*** Opening of Supplied passage ***

LLM Frontends

The Proxy Base Agent (PBA) is designed to work with different local Large Language Model (LLM) inference backends. This flexibility is achieved through the Frontend abstraction layer.

The Frontend Abstraction

The agent.llm.frontend.Frontend class defines an abstract interface that decouples the core agent logic from the specifics of how LLM inference is performed. Any backend wanting to integrate with PBA needs to implement this interface.

Key responsibilities of a Frontend implementation include:

Loading the specified LLM and its associated tokenizer.
Providing a standardized inference() method that takes a tokenized prompt and yields generated token IDs one by one (or in small chunks).
Integrating with PBA's StructuringEngine by accepting it as an argument to inference() and applying its process_logits and sample methods within the generation loop.
Optionally supporting KV caching for performance optimization (supports_reusing_prompt_cache(), save_cache_to_file(), load_cache_from_file()).

Supported Frontends

PBA currently includes built-in support for the following frontends:

MLX: Optimized for Apple Silicon (M-series chips), leveraging the MLX framework for efficient local inference.
PyTorch: Supports running models using PyTorch on CPUs or GPUs (NVIDIA/AMD).

Choosing a Frontend

The appropriate frontend is typically selected during the interactive setup wizard (python -m agent) based on your hardware and the format of the local model you choose.

If you are on an Apple Silicon Mac, MLX is generally recommended for best performance.
If you are on Linux/Windows or have a compatible GPU, PyTorch is a common choice.

The agent.llm.local.LocalInference class manages the selected Frontend instance for the Agent.

*** Close of Supplied passage ***

> [Work request 1]:
In the LLM frontends page, copy the stretch from "The appropriate frontend" through "model you choose.", swapping "setup wizard" for "configuration wizard".
> [Work request 2]:
According to the LLM frontends page, which class manages the selected Frontend instance for the Agent?
> [Work request 3]:
Condense the paragraph of the LLM frontends page that begins "The agent.llm.frontend.Frontend class defines" into one shorter sentence that keeps its main facts.

*** Opening of The data ***

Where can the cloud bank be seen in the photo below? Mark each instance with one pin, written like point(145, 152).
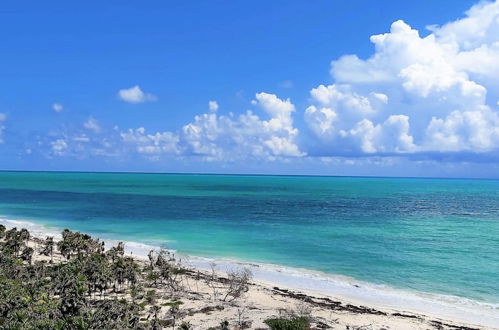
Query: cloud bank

*** Close of The data ***

> [Response box 1]:
The appropriate frontend is typically selected during the interactive configuration wizard (python -m agent) based on your hardware and the format of the local model you choose.

> [Response box 2]:
The agent.llm.local.LocalInference class.

> [Response box 3]:
The agent.llm.frontend.Frontend class is an abstract interface that separates core agent logic from LLM inference details, and any backend integrating with PBA must implement it.